■ **Extracted material**:
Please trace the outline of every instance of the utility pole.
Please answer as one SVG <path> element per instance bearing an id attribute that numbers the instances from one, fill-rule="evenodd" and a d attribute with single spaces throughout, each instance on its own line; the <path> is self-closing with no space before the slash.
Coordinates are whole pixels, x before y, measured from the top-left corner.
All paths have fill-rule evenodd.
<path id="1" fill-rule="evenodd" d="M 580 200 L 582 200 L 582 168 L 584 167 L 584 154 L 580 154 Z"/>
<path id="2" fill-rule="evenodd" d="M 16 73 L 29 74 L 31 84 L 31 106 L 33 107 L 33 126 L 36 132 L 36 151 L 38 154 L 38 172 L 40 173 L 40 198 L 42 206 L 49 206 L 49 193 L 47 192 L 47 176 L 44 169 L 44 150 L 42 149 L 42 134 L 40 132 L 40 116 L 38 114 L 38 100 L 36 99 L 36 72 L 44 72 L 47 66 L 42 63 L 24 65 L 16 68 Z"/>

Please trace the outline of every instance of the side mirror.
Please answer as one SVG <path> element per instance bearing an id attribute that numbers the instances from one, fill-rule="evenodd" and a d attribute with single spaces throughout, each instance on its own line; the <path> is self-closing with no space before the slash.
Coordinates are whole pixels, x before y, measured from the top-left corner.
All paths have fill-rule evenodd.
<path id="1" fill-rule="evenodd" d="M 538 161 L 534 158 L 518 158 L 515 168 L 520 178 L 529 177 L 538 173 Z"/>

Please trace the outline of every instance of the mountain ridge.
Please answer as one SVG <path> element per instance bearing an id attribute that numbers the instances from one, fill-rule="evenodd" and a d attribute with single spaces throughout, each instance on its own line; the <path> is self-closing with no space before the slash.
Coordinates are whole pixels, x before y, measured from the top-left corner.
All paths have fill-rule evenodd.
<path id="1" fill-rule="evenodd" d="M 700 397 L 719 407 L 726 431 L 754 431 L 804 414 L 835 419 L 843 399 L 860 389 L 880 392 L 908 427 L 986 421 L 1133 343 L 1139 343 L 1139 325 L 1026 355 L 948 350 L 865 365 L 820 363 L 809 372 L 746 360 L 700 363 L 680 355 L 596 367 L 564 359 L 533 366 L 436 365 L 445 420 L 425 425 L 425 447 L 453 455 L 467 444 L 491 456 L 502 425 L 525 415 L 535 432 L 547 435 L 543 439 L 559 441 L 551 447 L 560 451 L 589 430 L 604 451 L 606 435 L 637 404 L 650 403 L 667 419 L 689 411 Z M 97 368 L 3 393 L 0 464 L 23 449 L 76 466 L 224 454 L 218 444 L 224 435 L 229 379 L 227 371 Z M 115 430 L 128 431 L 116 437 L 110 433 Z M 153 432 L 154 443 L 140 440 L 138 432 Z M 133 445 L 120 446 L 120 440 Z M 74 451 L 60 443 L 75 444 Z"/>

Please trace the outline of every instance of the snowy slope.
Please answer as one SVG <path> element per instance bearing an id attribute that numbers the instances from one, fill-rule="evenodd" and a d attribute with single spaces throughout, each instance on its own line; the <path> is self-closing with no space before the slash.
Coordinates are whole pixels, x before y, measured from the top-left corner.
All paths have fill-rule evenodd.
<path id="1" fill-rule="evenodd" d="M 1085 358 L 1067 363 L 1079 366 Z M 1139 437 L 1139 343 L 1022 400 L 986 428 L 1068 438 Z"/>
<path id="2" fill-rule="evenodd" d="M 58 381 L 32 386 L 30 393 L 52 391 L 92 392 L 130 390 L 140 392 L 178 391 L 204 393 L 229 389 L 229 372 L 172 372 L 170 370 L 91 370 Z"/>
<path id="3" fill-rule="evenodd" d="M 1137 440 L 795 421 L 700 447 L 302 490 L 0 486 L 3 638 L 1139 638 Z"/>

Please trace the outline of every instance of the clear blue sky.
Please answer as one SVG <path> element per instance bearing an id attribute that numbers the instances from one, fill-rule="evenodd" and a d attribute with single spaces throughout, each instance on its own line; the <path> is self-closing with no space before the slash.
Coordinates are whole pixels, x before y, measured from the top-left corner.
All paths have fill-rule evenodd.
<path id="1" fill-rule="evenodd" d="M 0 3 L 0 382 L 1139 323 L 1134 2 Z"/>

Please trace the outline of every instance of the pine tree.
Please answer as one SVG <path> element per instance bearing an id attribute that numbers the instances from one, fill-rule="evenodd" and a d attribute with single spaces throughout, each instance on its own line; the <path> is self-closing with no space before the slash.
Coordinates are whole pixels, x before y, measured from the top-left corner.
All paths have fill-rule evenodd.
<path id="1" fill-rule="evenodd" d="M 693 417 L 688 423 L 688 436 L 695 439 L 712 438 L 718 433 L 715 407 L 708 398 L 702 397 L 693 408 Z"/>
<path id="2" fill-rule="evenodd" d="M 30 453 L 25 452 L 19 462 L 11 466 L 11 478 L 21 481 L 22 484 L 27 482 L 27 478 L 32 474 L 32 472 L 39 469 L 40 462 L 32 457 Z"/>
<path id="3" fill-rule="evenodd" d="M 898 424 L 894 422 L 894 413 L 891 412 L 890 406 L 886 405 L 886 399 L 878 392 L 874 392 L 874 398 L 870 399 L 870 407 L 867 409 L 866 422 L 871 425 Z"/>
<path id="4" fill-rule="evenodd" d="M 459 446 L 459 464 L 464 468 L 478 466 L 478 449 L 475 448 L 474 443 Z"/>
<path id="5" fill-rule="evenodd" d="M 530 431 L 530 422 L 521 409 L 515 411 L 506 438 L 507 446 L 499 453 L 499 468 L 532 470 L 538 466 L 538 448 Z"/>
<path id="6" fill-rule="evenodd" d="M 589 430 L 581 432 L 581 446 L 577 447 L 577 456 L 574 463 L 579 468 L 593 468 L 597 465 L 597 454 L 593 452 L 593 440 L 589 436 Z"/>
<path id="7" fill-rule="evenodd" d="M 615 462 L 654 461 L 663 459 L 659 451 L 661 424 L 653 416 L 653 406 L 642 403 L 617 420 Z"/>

■ **Requirement**: Quote every line above word for word, with no change to any character.

■ **Answer to this task**:
Please trace the outline of every instance of the utility pole.
Please answer as one SVG <path> element per instance bearing an id attribute that numbers the instances from one, fill-rule="evenodd" and a d attribute with single spaces throughout, each instance on its own line; the <path> is self-closing with no space before the slash.
Coordinates are whole pixels, x before y, measured from the top-left corner.
All paths have fill-rule evenodd.
<path id="1" fill-rule="evenodd" d="M 580 200 L 582 200 L 582 168 L 584 167 L 584 154 L 580 154 Z"/>
<path id="2" fill-rule="evenodd" d="M 16 73 L 29 74 L 31 84 L 31 106 L 33 107 L 33 126 L 36 132 L 36 151 L 38 154 L 38 172 L 40 173 L 40 198 L 42 206 L 49 206 L 49 193 L 47 192 L 47 176 L 44 169 L 44 150 L 42 149 L 42 134 L 40 132 L 40 116 L 38 114 L 38 100 L 36 99 L 36 72 L 44 72 L 47 66 L 42 63 L 24 65 L 16 68 Z"/>

Please trace the outline of every instance of the side mirror.
Please answer as one SVG <path> element per instance bearing an id attribute that numbers the instances from one, fill-rule="evenodd" and a d attribute with single spaces throughout, each instance on its own line; the <path> is self-closing with no space before the slash.
Coordinates are whole pixels, x before y, measured from the top-left corner.
All paths have fill-rule evenodd.
<path id="1" fill-rule="evenodd" d="M 538 161 L 534 158 L 518 158 L 515 168 L 520 178 L 529 177 L 538 173 Z"/>

Please trace the outline of every instance of the mountain ridge.
Please answer as one SVG <path> element per instance bearing an id attribute that numbers the instances from one, fill-rule="evenodd" and a d attribute with single spaces throughout, each instance on its own line; the <path> is self-closing with no space before the slash.
Coordinates are whole pixels, x before y, measured from the top-left corner.
All paths have fill-rule evenodd.
<path id="1" fill-rule="evenodd" d="M 700 397 L 719 407 L 726 431 L 754 431 L 804 414 L 835 419 L 843 399 L 860 389 L 880 392 L 908 427 L 986 421 L 1133 343 L 1139 343 L 1139 325 L 1026 355 L 948 350 L 865 365 L 820 363 L 809 372 L 746 360 L 700 363 L 680 355 L 596 367 L 564 359 L 533 366 L 436 365 L 445 420 L 425 425 L 425 447 L 453 455 L 467 444 L 491 456 L 502 425 L 525 415 L 535 432 L 547 435 L 543 439 L 559 441 L 551 447 L 560 451 L 589 430 L 604 451 L 606 435 L 637 404 L 650 403 L 667 419 L 689 411 Z M 97 368 L 3 393 L 0 464 L 23 449 L 76 466 L 224 454 L 218 444 L 224 435 L 229 379 L 227 371 Z M 115 430 L 128 431 L 116 437 L 110 433 Z M 153 432 L 154 443 L 140 440 L 138 432 Z M 133 445 L 120 446 L 120 440 Z M 74 451 L 60 443 L 75 444 Z"/>

Please trace the outline of every instance of the snowy slope.
Please answer as one SVG <path> element per instance bearing an id attribute that numbers the instances from one, fill-rule="evenodd" and a d attribute with single spaces throughout, each instance on its own line; the <path> is self-closing with no space before the slash.
Coordinates are whole pixels, x before y, measured from the top-left corner.
All paths have fill-rule evenodd.
<path id="1" fill-rule="evenodd" d="M 1085 358 L 1067 363 L 1079 366 Z M 1139 437 L 1139 343 L 1022 400 L 986 428 L 1068 438 Z"/>
<path id="2" fill-rule="evenodd" d="M 58 381 L 32 386 L 30 393 L 52 391 L 92 392 L 130 390 L 140 392 L 178 391 L 204 393 L 229 389 L 229 372 L 172 372 L 170 370 L 91 370 Z"/>
<path id="3" fill-rule="evenodd" d="M 1137 440 L 795 421 L 700 447 L 302 490 L 0 486 L 3 638 L 1139 638 Z"/>

Please trace the outline of every instance of the clear blue sky.
Please answer as one SVG <path> element per instance bearing an id attribute that numbers the instances from one, fill-rule="evenodd" and a d attribute with single spaces throughout, each instance on its own line; the <path> is self-closing with no space before the slash.
Coordinates are whole pixels, x before y, measured from the top-left corner.
All paths have fill-rule evenodd.
<path id="1" fill-rule="evenodd" d="M 0 3 L 0 382 L 1139 323 L 1134 2 Z"/>

Please trace the outline of every instance of the pine tree.
Please answer as one SVG <path> element per instance bearing an id attribute that numbers the instances from one, fill-rule="evenodd" and a d attribute with single spaces throughout, each instance on its own line; the <path> is self-closing with no space before the slash.
Coordinates are whole pixels, x before y, measured from the top-left corner.
All paths have fill-rule evenodd.
<path id="1" fill-rule="evenodd" d="M 693 417 L 688 423 L 688 436 L 695 439 L 712 438 L 718 433 L 715 407 L 708 398 L 702 397 L 693 408 Z"/>
<path id="2" fill-rule="evenodd" d="M 30 453 L 25 452 L 19 462 L 11 466 L 11 478 L 21 481 L 22 484 L 27 482 L 27 478 L 32 474 L 32 472 L 39 469 L 40 462 L 32 457 Z"/>
<path id="3" fill-rule="evenodd" d="M 898 424 L 894 422 L 894 413 L 891 412 L 890 406 L 886 405 L 886 399 L 878 392 L 874 392 L 874 398 L 870 399 L 870 407 L 867 409 L 866 422 L 871 425 Z"/>
<path id="4" fill-rule="evenodd" d="M 459 446 L 459 464 L 464 468 L 478 466 L 478 449 L 475 448 L 474 443 Z"/>
<path id="5" fill-rule="evenodd" d="M 530 431 L 530 422 L 521 409 L 515 411 L 506 438 L 507 446 L 499 453 L 499 468 L 532 470 L 538 466 L 538 448 Z"/>
<path id="6" fill-rule="evenodd" d="M 589 430 L 581 432 L 581 446 L 577 447 L 577 456 L 574 463 L 579 468 L 593 468 L 597 465 L 597 454 L 593 452 L 593 440 L 589 436 Z"/>
<path id="7" fill-rule="evenodd" d="M 615 462 L 654 461 L 663 459 L 659 451 L 661 424 L 653 416 L 653 406 L 642 403 L 617 420 Z"/>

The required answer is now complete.